Mapping a new future for GIS

What can geographic information systems do for healthcare?
By Mike Miliard
04:03 PM

Electronic health records are obviously critical tools for healthcare improvement, but they alone aren't enough to truly transform patient and population health. As more and more IT investments go towards analytics tools to uncover trends and patterns in care delivery and wellness, one type of technology is starting to make inroads: geographic information systems.

GIS – it can stand for geographic information systems, as well as geographic information science – refers to the ability of computers to capture, store and present varieties of geographic data. According to Esri, a Redlands, Calif.-base GIS software developer, GIS technology "lets us visualize, question, analyze, interpret, and understand data to reveal relationships, patterns and trends."

Clearly, few industries are better served by those capabilities than healthcare. Slowly, providers are realizing that GIS can help clinicians arrive at insights that wouldn't necessarily come with just EHRs alone.

For instance, Brian Jacobs, MD, chief medical information officer at Children's National Medical Center in Washington, authored a 2012 report that applied GIS technology to EHR data to examine the prevalence of childhood obesity in three distinct populations in and around D.C.

"EHR provides a rich source of electronically accessible discrete patient data around demographics, race, age, patient address, vital signs, laboratory results, radiology results and healthcare provider clinical documentation," Jacobs wrote. "As this detailed data are electronically available, there is an opportunity to aggregate, analyze and compare their geographic characteristics to related regional co-variables utilizing geospatial information systems technology.

--------

*TASK REQUIREMENTS*
1. Return the passage of the GIS article between "Mapping a new" and "geographic information systems.", inclusive.
2. According to Jacobs in the GIS article, why is there an opportunity to aggregate, analyze and compare the geographic characteristics of EHR data with regional co-variables?
The lines after this article are separate material with no connection to it.

(Region pointing data)

--------

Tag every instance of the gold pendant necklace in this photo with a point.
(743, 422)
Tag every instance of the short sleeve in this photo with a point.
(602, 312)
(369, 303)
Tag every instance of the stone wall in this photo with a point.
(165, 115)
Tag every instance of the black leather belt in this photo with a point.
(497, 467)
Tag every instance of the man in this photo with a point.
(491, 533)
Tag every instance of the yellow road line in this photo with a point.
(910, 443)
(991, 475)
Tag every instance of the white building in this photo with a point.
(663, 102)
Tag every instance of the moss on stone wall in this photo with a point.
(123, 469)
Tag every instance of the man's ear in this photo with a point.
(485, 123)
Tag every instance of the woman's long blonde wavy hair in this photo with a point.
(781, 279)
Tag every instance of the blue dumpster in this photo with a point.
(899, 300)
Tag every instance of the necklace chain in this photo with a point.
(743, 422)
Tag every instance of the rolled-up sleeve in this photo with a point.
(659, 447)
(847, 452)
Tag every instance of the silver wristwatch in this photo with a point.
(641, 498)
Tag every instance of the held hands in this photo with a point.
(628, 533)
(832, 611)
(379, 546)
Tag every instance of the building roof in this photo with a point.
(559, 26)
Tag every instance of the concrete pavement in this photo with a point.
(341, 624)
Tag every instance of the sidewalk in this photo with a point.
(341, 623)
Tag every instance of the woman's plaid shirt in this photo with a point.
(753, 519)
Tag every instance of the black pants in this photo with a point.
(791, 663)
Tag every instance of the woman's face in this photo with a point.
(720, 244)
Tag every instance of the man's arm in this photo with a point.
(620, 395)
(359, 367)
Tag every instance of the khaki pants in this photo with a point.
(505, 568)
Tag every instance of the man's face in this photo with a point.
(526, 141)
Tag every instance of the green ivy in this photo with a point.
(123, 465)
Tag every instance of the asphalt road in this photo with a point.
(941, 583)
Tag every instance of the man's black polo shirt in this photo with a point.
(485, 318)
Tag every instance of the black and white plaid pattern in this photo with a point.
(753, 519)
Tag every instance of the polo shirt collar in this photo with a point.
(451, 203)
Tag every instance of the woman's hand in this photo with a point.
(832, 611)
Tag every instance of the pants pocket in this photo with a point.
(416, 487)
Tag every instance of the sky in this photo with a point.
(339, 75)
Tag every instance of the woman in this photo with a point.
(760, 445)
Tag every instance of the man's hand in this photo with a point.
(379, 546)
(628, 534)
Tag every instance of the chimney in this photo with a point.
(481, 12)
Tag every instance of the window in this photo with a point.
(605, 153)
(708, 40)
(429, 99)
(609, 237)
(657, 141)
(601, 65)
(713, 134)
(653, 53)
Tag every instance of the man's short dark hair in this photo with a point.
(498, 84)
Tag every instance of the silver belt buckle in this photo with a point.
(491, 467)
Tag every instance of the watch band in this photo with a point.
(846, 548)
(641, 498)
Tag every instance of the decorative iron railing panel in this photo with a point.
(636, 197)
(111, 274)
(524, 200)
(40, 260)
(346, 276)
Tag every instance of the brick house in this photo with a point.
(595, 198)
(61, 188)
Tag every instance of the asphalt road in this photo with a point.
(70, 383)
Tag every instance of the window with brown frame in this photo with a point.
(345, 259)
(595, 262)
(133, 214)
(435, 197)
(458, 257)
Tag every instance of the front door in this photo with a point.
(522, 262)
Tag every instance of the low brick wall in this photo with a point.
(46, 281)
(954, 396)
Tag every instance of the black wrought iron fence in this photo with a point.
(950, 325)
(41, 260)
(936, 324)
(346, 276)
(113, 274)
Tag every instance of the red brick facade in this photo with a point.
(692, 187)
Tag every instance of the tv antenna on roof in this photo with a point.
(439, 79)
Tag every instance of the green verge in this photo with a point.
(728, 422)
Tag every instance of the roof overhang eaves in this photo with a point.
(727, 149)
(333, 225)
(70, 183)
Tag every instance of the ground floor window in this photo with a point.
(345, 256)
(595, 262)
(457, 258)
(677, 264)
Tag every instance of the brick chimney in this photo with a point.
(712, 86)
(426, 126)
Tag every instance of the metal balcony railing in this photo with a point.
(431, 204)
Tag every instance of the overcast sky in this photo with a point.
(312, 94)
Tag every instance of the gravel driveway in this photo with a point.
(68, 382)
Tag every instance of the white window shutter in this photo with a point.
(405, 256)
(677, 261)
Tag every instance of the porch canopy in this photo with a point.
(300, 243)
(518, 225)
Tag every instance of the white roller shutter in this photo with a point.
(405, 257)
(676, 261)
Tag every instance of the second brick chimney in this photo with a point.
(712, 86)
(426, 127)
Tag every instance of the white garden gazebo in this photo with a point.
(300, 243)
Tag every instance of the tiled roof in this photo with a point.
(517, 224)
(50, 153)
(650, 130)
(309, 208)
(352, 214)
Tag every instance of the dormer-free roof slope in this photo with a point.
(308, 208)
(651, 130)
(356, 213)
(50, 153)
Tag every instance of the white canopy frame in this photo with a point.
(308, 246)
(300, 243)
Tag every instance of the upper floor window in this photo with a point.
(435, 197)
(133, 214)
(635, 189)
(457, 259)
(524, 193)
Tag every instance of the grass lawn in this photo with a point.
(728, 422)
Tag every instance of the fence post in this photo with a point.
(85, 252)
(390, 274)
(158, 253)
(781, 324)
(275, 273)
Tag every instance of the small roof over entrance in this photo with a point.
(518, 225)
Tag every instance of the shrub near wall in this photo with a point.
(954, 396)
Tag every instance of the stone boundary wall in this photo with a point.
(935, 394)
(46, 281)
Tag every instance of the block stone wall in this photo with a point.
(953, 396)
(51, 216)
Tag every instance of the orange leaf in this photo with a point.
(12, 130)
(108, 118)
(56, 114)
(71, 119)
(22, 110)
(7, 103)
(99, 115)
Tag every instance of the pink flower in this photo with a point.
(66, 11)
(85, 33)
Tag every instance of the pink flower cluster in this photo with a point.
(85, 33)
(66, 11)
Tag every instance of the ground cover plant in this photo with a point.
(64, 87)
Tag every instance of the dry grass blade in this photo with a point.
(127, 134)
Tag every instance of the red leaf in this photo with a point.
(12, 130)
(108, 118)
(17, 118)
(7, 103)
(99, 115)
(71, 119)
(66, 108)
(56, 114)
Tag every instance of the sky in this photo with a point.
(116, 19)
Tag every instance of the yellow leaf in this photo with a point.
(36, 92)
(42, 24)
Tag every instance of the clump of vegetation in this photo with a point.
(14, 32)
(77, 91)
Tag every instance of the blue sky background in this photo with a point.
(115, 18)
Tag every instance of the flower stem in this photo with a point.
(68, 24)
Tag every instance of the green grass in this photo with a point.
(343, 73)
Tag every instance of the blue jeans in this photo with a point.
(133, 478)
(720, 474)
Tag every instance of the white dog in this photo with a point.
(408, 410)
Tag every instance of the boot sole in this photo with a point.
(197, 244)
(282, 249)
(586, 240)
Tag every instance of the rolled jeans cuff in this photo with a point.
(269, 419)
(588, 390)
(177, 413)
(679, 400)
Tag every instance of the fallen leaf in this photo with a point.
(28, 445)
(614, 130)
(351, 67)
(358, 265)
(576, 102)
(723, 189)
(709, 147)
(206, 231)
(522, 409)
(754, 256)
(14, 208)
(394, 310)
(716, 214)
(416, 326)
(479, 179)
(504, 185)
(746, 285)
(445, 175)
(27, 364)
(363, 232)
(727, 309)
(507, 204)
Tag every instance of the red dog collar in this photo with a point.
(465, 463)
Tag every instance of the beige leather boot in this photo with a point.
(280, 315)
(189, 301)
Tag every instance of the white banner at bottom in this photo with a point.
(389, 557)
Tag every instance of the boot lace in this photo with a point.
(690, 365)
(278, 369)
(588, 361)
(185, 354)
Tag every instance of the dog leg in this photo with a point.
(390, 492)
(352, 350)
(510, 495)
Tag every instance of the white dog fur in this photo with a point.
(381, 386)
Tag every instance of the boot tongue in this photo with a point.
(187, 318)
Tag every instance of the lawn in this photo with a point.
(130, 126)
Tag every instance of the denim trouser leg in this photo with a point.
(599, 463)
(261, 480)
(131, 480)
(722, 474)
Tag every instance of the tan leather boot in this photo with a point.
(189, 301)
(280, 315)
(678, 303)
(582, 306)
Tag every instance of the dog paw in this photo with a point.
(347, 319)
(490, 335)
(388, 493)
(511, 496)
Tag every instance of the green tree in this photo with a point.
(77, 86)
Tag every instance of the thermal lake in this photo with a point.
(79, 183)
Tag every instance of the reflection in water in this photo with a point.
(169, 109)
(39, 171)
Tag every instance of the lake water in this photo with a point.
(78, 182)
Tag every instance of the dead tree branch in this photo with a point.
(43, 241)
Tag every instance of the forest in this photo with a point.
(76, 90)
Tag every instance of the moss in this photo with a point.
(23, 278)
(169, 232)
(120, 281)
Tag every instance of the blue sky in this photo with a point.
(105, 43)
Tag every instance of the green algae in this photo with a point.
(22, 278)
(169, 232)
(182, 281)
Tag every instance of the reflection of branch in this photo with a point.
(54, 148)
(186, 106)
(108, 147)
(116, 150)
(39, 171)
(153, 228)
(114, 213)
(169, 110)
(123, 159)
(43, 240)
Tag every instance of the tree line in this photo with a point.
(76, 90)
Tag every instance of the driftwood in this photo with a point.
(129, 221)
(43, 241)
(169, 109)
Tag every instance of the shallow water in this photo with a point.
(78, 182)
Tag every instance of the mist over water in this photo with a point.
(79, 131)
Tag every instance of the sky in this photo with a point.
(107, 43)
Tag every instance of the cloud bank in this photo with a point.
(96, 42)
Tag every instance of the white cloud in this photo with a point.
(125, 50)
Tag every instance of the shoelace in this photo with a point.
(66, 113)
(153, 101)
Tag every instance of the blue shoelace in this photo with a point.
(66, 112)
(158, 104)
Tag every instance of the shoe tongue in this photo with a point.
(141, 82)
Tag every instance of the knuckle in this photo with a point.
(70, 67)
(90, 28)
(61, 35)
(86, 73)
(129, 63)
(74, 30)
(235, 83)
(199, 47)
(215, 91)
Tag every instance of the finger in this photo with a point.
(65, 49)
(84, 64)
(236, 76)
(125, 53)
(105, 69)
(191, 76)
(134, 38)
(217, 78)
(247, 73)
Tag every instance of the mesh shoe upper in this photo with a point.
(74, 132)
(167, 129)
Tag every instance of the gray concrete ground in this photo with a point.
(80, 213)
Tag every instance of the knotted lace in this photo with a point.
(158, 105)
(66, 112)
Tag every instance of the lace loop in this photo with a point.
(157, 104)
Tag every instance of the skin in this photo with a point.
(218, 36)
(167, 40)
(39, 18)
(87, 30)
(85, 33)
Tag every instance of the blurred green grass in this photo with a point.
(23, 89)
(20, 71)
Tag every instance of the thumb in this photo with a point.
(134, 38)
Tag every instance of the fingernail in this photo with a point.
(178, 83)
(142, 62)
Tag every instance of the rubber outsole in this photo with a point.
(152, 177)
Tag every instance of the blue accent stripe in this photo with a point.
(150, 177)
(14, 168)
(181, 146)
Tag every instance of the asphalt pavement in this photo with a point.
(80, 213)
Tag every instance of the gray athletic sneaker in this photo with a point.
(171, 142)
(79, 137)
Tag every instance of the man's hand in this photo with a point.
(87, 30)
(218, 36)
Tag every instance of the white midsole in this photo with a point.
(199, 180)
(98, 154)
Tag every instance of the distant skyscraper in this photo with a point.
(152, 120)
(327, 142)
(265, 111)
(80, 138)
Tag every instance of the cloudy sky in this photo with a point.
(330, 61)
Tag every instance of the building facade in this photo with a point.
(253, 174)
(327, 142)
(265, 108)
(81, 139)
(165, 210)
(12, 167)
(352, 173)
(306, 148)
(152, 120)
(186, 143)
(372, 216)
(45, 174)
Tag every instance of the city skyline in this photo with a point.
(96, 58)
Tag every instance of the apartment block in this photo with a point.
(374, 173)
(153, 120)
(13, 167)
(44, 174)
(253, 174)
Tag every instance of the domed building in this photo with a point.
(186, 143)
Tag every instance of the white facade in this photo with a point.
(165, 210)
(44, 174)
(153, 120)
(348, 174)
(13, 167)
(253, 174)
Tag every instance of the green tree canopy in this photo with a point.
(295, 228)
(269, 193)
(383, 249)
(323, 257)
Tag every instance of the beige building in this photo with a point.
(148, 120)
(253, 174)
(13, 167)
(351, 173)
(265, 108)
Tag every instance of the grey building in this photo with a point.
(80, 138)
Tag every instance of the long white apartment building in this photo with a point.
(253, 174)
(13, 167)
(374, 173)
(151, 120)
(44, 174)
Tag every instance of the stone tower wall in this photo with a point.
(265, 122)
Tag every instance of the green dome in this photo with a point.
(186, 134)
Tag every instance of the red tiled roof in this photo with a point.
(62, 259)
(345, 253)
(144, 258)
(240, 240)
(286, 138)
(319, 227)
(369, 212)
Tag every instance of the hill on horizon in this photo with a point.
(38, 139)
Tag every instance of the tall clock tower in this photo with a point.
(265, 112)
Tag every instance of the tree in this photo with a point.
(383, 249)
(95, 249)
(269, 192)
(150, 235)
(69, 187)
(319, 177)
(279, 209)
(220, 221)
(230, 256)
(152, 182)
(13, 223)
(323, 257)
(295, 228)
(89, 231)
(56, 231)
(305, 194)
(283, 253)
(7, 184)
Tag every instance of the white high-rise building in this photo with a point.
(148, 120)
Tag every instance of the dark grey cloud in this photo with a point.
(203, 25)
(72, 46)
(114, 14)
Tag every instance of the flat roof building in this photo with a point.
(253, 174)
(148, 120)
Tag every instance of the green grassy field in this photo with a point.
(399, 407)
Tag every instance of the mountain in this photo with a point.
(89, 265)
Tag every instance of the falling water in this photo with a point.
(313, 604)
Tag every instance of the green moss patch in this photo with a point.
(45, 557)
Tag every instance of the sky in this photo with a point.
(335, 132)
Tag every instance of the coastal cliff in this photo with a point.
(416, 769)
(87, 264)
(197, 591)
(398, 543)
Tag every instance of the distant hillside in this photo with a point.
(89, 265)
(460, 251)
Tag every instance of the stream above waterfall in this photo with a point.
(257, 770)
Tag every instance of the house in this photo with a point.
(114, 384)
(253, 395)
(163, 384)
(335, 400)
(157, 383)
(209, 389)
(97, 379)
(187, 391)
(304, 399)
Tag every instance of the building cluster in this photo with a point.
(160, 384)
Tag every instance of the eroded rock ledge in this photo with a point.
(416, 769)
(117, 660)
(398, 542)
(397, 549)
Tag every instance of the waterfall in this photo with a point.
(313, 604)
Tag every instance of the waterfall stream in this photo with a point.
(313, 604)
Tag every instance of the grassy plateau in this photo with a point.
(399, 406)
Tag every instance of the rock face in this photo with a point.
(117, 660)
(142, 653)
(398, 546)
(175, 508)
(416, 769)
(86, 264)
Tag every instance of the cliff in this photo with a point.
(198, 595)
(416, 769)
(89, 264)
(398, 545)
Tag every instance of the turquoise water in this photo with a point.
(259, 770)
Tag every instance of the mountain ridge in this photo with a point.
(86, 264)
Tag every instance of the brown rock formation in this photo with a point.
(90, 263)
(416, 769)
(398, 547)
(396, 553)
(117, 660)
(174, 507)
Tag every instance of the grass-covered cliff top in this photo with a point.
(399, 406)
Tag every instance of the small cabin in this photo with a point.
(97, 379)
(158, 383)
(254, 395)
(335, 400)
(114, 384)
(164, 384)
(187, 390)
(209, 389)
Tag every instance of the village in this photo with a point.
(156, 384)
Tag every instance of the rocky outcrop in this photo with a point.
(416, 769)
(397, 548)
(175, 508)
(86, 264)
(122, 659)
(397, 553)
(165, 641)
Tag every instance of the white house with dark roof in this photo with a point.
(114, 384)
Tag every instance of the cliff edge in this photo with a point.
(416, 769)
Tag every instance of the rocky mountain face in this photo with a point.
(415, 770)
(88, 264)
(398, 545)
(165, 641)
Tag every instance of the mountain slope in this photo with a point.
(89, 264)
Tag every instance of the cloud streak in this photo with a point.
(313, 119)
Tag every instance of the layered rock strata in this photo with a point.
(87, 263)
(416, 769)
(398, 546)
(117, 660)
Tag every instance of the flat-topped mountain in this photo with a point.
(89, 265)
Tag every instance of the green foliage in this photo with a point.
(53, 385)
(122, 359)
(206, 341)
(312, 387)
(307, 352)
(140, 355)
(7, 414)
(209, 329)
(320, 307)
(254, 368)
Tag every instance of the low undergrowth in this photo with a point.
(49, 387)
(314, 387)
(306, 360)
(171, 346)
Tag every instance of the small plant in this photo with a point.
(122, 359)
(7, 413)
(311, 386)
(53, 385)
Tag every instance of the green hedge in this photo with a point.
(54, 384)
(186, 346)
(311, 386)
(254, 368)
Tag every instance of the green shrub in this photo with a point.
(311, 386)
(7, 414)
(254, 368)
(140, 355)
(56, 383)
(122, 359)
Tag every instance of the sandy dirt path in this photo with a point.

--------

*ANSWERS BY ITEM NUMBER*
1.
Mapping a new future for GIS

What can geographic information systems do for healthcare?
By Mike Miliard
04:03 PM

Electronic health records are obviously critical tools for healthcare improvement, but they alone aren't enough to truly transform patient and population health. As more and more IT investments go towards analytics tools to uncover trends and patterns in care delivery and wellness, one type of technology is starting to make inroads: geographic information systems.

2. The opportunity exists because the detailed EHR data are available electronically. The EHR provides a rich source of discrete patient data, including demographics, race, age, patient address, vital signs, laboratory and radiology results, and provider clinical documentation.